» **BRIEF**: Your answer must be an exact copy of the records below, with no pictures in it.

» **RECORDS TO PROCESS**:

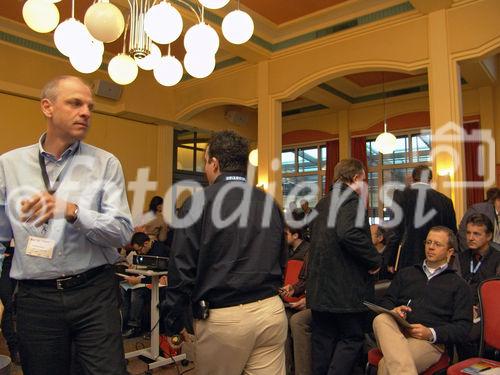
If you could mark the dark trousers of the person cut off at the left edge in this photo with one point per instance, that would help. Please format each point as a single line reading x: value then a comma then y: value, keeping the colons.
x: 7, y: 287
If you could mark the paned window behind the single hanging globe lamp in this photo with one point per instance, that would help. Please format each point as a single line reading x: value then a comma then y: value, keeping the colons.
x: 392, y: 171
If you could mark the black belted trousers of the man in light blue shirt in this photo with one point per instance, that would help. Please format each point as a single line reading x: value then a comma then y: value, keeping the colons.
x: 51, y: 323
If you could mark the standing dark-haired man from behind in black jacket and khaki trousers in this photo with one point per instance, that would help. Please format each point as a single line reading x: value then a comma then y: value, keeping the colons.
x: 231, y: 271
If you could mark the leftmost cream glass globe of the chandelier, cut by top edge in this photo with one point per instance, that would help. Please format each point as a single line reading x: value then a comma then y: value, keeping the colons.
x: 41, y: 16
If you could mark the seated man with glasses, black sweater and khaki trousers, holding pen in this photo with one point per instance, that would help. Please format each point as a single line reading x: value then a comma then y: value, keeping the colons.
x: 435, y: 301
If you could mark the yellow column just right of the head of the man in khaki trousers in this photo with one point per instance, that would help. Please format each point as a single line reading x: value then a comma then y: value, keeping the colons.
x: 269, y: 141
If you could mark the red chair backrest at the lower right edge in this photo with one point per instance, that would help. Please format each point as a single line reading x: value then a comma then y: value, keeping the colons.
x: 489, y: 292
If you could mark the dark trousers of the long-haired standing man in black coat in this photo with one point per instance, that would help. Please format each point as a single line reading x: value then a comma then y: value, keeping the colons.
x: 337, y: 341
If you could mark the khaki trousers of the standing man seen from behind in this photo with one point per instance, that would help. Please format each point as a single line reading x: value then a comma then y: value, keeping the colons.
x: 245, y: 339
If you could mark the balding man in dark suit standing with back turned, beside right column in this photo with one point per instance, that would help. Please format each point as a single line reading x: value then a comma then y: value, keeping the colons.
x: 421, y: 208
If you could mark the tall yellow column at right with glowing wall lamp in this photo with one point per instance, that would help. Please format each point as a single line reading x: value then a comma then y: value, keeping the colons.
x: 445, y: 101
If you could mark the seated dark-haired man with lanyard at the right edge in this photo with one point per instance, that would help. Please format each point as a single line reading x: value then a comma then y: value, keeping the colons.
x: 478, y: 263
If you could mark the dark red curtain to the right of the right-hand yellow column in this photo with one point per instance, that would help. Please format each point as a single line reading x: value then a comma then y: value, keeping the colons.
x: 474, y: 195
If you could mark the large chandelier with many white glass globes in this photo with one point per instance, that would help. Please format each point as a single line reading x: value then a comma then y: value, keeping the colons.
x: 150, y: 23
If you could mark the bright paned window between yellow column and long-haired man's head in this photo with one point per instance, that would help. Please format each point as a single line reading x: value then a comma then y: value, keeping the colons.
x: 303, y: 171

» **RESULT OF THE TASK**:
If you could mark the dark trousers of the person cut off at the left edge in this photo with one point per instance, that would help. Please format each point as a single line reading x: value then a comma then y: value, keeping the colons.
x: 7, y: 287
If you could mark the paned window behind the single hanging globe lamp in this photo with one point per instance, that would help. Please format each point as a single line reading x: value then a comma then y: value, keeping the colons.
x: 392, y: 171
If you could mark the black belted trousers of the man in light blue shirt in this photo with one point per instance, that would help. Please format each point as a single line reading x: value then a comma then y: value, keeping the colons.
x: 51, y: 323
If you could mark the standing dark-haired man from behind in black jacket and khaki trousers in this photo with one point per instance, that would help. Please format each point as a single line reading x: value then a comma then y: value, keeping the colons.
x: 231, y: 271
If you could mark the leftmost cream glass globe of the chandelier, cut by top edge in this photo with one point per instance, that would help. Please format each point as a single line reading x: value then a comma then y: value, keeping the colons.
x: 41, y: 16
If you could mark the seated man with glasses, black sweater and khaki trousers, holding pen in this photo with one point per instance, that would help. Please format each point as a single line reading x: value then a comma then y: value, keeping the colons.
x: 435, y: 301
If you could mark the yellow column just right of the head of the man in khaki trousers in this photo with one point per instance, that would help. Please format each point as a single line reading x: value then a comma then y: value, keeping the colons.
x: 269, y: 141
If you could mark the red chair backrest at the lower right edge in this photo with one point per instance, that would help. Please format each point as a single line reading x: value then a comma then y: value, keeping the colons.
x: 489, y: 292
If you could mark the dark trousers of the long-haired standing man in black coat in this photo with one point per instance, that would help. Please format each point as a single line reading x: value then a comma then y: value, keeping the colons.
x: 337, y: 341
If you could mark the khaki trousers of the standing man seen from behind in this photo with one point per instance, that would help. Please format each point as a single line reading x: value then a comma then y: value, keeping the colons.
x: 245, y: 339
If you could mark the balding man in dark suit standing with back turned, beside right column in this photo with one point per instance, that would help. Please format each point as a single line reading x: value then a comma then y: value, keeping the colons.
x: 421, y: 208
If you could mark the tall yellow column at right with glowing wall lamp in this photo with one point per instance, that would help. Please format each point as a single line reading x: value then a comma then y: value, keeping the colons.
x: 445, y: 101
If you could mark the seated dark-haired man with lanyard at the right edge in this photo with one point per instance, that would help. Please format each point as a single line reading x: value then a comma then y: value, keeping the colons.
x: 478, y: 263
If you could mark the dark red curtain to the right of the right-hand yellow column in this photo with one point per instance, that would help. Please format each point as a single line reading x: value then a comma then y: value, keeping the colons.
x: 474, y: 195
If you could mark the large chandelier with many white glass globes in this photo with one point per instance, that would help. Please format each point as a single line reading x: value then a comma then y: value, keeping the colons.
x: 150, y: 23
If you could mark the bright paned window between yellow column and long-haired man's head in this photo with one point per instance, that would help. Please format each point as a single line reading x: value then a comma then y: value, keeping the colons.
x: 303, y: 171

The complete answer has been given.